# Text under study:
Content starts

January 16, 2017 By David Jaffe Leave a Comment

In synagogues around the world the following words were read this morning from the Book of Exodus (Exodus, chapter 1), “A new king arose over Egypt who did not know Joseph.” There is a debate in the Talmud (Sota 11a) whether he really didn’t know Joseph, or he just acted like he didn’t know Joseph, meaning that he ignored all that Joseph had done to help Egypt. Related to this latter interpretation, Rabbi Saadia Gaon (d. 10th century Iraq) points out that he didn’t want to acknowledge all the good Joseph had done for Egypt because if he acknowledged it he couldn’t go forward with his program of oppression towards Joseph’s people.

The timing of these words is striking here on Martin Luther King, Jr. day and the week of the inauguration of Donald Trump. As many know, over the weekend President elect Trump belittled civil rights hero John Lewis’ contributions, saying that he was “all talk.” Lewis is the last living keynote speaker from the March on Washington and suffered physical beatings and jail time for his activism during the US Civil Rights Movement in the early 1960s. In some ways Lewis is Joseph, representing the great contributions of the men and women of that era to helping this country move closer to living its ideals of equal justice and away from its racist, slavery-based foundations. Trump, our new “king,” doesn’t want to acknowledge these contributions because they upset his and advisor Steve Bannon’s narrative of white, Christian victimhood at the hands of the political correctness police. Acknowledging Lewis and the Civil Rights Movement’s contributions would upset the legislative agenda of rolling back the Voting Rights Act to prevent black and brown people from voting, kicking millions off health insurance, fortifying the for-profit prison industry that effectively disenfranchises huge numbers of black men and women and making permanent “strangers” of Muslims and immigrants. The disparagement of Lewis is part of a broader strategy to erase from the collective memory the ugliness of legal segregation and replace it with a false picture of how good things were when wealthy, white Christian men were unchallenged in their dominance.

Content ends

# Problem A:
Answer these questions about the blog post:
(i) Which Talmud passage records the debate over whether the new king knew Joseph?
(ii) According to the blog post, in what century and place did Rabbi Saadia Gaon die?
(iii) What phrase did Trump use to describe John Lewis?
# Problem B:
Rewrite the stretch of the blog post from "January 16, 2017" through "towards Joseph’s people.", changing "debate" to "dispute".

Stored data entries
Content starts

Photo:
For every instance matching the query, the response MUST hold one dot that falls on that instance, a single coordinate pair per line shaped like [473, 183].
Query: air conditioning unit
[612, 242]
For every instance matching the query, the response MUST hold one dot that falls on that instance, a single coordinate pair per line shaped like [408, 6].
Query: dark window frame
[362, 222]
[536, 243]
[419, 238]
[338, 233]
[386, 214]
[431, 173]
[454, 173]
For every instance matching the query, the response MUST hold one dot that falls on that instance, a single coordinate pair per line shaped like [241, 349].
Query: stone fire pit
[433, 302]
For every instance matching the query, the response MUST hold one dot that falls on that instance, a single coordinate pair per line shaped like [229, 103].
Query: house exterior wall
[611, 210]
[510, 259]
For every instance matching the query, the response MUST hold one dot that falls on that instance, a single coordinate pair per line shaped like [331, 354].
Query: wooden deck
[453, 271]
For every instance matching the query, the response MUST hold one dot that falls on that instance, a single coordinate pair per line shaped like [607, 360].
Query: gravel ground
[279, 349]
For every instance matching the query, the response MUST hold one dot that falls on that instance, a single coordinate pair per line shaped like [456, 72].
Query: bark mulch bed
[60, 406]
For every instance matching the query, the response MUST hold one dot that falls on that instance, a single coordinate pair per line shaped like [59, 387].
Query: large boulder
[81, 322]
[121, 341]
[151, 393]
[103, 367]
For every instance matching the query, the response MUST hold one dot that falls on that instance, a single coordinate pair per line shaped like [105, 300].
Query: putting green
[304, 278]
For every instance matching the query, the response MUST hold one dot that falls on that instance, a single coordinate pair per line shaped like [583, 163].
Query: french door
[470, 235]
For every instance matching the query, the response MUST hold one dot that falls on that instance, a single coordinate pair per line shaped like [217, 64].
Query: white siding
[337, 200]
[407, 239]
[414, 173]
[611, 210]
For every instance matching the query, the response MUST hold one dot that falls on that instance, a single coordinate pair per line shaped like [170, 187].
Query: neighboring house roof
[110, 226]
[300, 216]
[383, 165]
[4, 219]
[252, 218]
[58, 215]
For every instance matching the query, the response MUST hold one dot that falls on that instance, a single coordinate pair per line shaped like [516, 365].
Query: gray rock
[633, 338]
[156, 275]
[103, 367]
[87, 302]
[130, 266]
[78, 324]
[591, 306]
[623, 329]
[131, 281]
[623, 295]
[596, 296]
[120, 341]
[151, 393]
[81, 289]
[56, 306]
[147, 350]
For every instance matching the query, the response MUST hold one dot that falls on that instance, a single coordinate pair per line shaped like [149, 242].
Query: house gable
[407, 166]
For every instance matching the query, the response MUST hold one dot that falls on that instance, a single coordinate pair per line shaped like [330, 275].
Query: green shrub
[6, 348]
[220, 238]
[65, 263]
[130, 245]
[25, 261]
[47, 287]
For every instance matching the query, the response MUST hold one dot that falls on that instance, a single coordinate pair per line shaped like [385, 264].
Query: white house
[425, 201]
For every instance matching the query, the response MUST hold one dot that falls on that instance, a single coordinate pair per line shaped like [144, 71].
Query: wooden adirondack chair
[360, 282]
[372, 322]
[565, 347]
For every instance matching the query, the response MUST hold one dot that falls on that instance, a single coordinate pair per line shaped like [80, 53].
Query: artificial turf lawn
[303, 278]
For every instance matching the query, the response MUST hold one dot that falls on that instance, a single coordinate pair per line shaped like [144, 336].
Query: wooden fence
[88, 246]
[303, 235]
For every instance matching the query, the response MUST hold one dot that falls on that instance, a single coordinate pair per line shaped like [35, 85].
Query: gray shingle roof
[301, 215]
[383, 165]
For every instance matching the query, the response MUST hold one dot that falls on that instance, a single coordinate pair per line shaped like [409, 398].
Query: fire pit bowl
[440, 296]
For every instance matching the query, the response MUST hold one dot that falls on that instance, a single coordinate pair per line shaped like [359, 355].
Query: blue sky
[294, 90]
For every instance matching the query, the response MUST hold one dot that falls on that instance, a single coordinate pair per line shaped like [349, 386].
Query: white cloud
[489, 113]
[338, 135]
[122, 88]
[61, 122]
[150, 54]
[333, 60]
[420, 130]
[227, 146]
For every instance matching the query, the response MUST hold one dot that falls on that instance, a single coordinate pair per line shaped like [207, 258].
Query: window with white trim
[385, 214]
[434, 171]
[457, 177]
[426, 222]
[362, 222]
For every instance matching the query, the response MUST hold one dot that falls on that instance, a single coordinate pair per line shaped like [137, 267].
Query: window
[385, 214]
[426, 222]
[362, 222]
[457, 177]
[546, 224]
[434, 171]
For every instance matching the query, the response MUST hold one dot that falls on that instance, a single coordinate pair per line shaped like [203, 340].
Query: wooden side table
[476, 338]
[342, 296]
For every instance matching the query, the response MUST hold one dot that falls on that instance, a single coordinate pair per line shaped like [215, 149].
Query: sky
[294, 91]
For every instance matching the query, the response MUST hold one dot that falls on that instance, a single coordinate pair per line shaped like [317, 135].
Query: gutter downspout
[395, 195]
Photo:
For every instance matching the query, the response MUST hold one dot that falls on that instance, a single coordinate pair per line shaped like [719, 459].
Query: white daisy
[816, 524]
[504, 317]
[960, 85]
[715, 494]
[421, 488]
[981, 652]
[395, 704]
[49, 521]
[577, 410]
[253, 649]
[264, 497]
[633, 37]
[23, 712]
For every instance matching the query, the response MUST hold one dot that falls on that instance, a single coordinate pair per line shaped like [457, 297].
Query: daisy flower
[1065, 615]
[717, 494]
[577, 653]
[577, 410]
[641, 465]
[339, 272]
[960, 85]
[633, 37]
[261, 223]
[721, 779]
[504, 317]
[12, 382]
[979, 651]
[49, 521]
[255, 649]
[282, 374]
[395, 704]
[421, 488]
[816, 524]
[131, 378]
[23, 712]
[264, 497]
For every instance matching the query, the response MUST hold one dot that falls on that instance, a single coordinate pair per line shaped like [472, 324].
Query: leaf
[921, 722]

Content ends

# Final answer A:
(i) Sota 11a
(ii) The 10th century, in Iraq
(iii) "All talk"

# Final answer B:
January 16, 2017 By David Jaffe Leave a Comment

In synagogues around the world the following words were read this morning from the Book of Exodus (Exodus, chapter 1), “A new king arose over Egypt who did not know Joseph.” There is a dispute in the Talmud (Sota 11a) whether he really didn’t know Joseph, or he just acted like he didn’t know Joseph, meaning that he ignored all that Joseph had done to help Egypt. Related to this latter interpretation, Rabbi Saadia Gaon (d. 10th century Iraq) points out that he didn’t want to acknowledge all the good Joseph had done for Egypt because if he acknowledged it he couldn’t go forward with his program of oppression towards Joseph’s people.